### Material provided
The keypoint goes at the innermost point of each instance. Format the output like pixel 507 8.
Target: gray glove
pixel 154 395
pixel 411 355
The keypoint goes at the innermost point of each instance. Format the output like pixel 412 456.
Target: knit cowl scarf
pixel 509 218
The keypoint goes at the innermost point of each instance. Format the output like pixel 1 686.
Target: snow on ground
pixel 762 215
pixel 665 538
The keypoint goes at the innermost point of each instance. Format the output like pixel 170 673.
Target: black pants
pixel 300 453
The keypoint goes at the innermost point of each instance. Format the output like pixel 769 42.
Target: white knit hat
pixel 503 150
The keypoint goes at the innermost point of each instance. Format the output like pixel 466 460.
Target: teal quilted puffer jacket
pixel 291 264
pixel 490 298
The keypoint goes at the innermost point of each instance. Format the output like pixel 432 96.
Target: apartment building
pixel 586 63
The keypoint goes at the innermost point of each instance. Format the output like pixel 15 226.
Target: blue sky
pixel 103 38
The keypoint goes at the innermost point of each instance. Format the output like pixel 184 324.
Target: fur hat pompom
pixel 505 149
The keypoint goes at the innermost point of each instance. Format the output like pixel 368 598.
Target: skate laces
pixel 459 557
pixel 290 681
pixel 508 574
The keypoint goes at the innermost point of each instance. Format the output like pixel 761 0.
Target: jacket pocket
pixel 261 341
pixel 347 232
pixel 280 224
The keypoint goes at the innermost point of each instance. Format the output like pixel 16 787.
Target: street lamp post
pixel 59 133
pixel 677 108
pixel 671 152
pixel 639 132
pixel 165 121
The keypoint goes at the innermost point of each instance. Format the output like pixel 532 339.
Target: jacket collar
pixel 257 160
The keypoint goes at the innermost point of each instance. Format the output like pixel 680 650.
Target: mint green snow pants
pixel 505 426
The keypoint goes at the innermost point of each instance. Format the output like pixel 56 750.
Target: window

### What the exercise asks
Reproduce the records above exactly as they appear.

### Output
The keypoint goes at the innermost point of each instance. Format the output like pixel 507 8.
Target: gray glove
pixel 154 395
pixel 411 355
The keypoint goes at the innermost point of each instance. Format the output like pixel 412 456.
Target: knit cowl scarf
pixel 509 218
The keypoint goes at the innermost point of each instance. Format the output like pixel 1 686.
Target: snow on ground
pixel 762 215
pixel 665 538
The keypoint goes at the innermost point of each instance. Format the output like pixel 170 673.
Target: black pants
pixel 300 453
The keypoint goes at the innermost point of each instance. Format the output like pixel 769 42.
Target: white knit hat
pixel 503 150
The keypoint goes at the innermost point of each instance. Format the output like pixel 466 460.
Target: teal quilted puffer jacket
pixel 291 264
pixel 490 298
The keypoint goes at the innermost point of each instance. Format the output like pixel 432 96.
Target: apartment building
pixel 586 63
The keypoint goes at the innermost point of each instance. Format the output like pixel 15 226.
Target: blue sky
pixel 103 38
The keypoint goes at the innermost point of each instance. Format the output like pixel 184 324.
Target: fur hat pompom
pixel 505 149
The keypoint goes at the innermost point of each instance. Format the output like pixel 368 598.
Target: skate laces
pixel 459 557
pixel 290 681
pixel 508 574
The keypoint goes at the innermost point of each instance. Format the output like pixel 761 0.
Target: jacket pocket
pixel 261 341
pixel 347 232
pixel 280 224
The keypoint goes at the innermost point of each instance. Format the output like pixel 16 787.
Target: street lamp post
pixel 59 133
pixel 677 108
pixel 671 152
pixel 639 132
pixel 165 121
The keypoint goes at the innermost point of each instance. Format the output like pixel 532 339.
Target: jacket collar
pixel 257 160
The keypoint goes at the innermost point of each instance. Format the output like pixel 680 650.
Target: mint green snow pants
pixel 505 426
The keypoint goes at the innermost point of each instance. Format the output like pixel 56 750.
Target: window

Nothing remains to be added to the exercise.